● **TASK INSTRUCTIONS**: Present every line of the listing below as a numbered list, leaving out any blank lines.

● **LISTED ENTRIES**:
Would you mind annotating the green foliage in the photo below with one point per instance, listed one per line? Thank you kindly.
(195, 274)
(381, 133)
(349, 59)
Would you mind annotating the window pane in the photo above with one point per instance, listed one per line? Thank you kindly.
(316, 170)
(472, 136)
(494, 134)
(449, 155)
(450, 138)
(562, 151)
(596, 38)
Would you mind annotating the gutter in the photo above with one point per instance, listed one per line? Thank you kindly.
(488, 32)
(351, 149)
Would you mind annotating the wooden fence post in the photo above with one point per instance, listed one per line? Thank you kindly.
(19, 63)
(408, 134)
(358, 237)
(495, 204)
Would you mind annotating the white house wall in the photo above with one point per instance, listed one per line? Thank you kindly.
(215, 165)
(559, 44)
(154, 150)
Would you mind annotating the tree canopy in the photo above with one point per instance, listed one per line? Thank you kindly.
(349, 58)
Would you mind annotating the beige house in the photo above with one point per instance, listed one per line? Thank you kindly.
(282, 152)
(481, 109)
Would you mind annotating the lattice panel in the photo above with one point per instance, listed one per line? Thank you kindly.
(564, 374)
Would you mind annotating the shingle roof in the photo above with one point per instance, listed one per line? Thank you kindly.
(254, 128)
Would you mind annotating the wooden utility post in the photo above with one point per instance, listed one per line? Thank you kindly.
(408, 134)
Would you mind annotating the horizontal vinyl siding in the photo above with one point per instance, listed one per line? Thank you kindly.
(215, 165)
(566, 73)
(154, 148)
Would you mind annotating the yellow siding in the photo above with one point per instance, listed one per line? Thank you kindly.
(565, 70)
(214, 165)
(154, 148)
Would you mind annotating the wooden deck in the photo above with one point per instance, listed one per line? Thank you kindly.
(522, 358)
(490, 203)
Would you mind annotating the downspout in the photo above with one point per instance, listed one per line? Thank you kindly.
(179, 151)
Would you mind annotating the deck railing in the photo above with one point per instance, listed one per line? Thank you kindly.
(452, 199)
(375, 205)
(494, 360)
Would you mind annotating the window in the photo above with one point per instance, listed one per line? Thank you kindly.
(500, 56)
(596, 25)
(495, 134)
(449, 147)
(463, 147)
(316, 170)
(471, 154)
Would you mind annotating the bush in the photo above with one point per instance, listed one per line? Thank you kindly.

● **OUTPUT BELOW**:
1. Would you mind annotating the green foliage in the photo below with one point per instance, listed one per line? Thank you kindly.
2. (195, 274)
3. (381, 133)
4. (349, 59)
5. Would you mind annotating the window pane in the photo above with one point per instance, listed one per line? Thank you kindly.
6. (316, 170)
7. (472, 136)
8. (494, 134)
9. (449, 155)
10. (450, 138)
11. (562, 151)
12. (596, 38)
13. Would you mind annotating the gutter in the photo above with one point per instance, listed one per line? Thank you kindly.
14. (488, 32)
15. (351, 149)
16. Would you mind annotating the wooden fence post in the photo above with one point per instance, listed one per line? Thank you kindly.
17. (19, 63)
18. (408, 134)
19. (358, 237)
20. (495, 204)
21. Would you mind annotating the white house wall in the photo above with one point per instance, listed one per line? Thank you kindly.
22. (215, 165)
23. (559, 44)
24. (154, 150)
25. Would you mind annotating the tree canopy in the photo above with one point per instance, listed one per line? Thank you kindly.
26. (349, 58)
27. Would you mind annotating the beige house in the photo above with one point per instance, listed one per line? Thank you kindly.
28. (282, 152)
29. (481, 109)
30. Would you mind annotating the lattice panel in the photo above with one point per instance, listed one per line? Thank you kindly.
31. (564, 374)
32. Would you mind annotating the shingle roof in the photo above with one point per instance, listed one per line? Thank you kindly.
33. (254, 128)
34. Would you mind annotating the wooden utility post in the photo above with one point per instance, listed one per line? Thank you kindly.
35. (408, 134)
36. Would you mind annotating the horizontal vinyl siding in the photo above with one point per instance, listed one per line? Thank you kindly.
37. (215, 165)
38. (566, 73)
39. (154, 148)
40. Would you mind annotating the yellow siding in the photo above with one point per instance, listed one per line? Thank you kindly.
41. (565, 70)
42. (214, 165)
43. (154, 148)
44. Would you mind annotating the wooden deck in the photo above with one point per instance, listed one per line? Thank you kindly.
45. (522, 358)
46. (490, 203)
47. Would you mind annotating the downspout in the photo above with one point per instance, listed one per line? Thank you kindly.
48. (179, 151)
49. Would you mind annotating the deck railing in the photo above with one point per instance, listed one per line? Thank you kindly.
50. (452, 199)
51. (375, 205)
52. (494, 360)
53. Would you mind annotating the window in the photo above with one point per instance, listed one per line? Thank you kindly.
54. (500, 56)
55. (596, 25)
56. (495, 134)
57. (449, 147)
58. (463, 147)
59. (316, 170)
60. (471, 154)
61. Would you mind annotating the bush in the photo above with one point per instance, listed one per line? Thank you kindly.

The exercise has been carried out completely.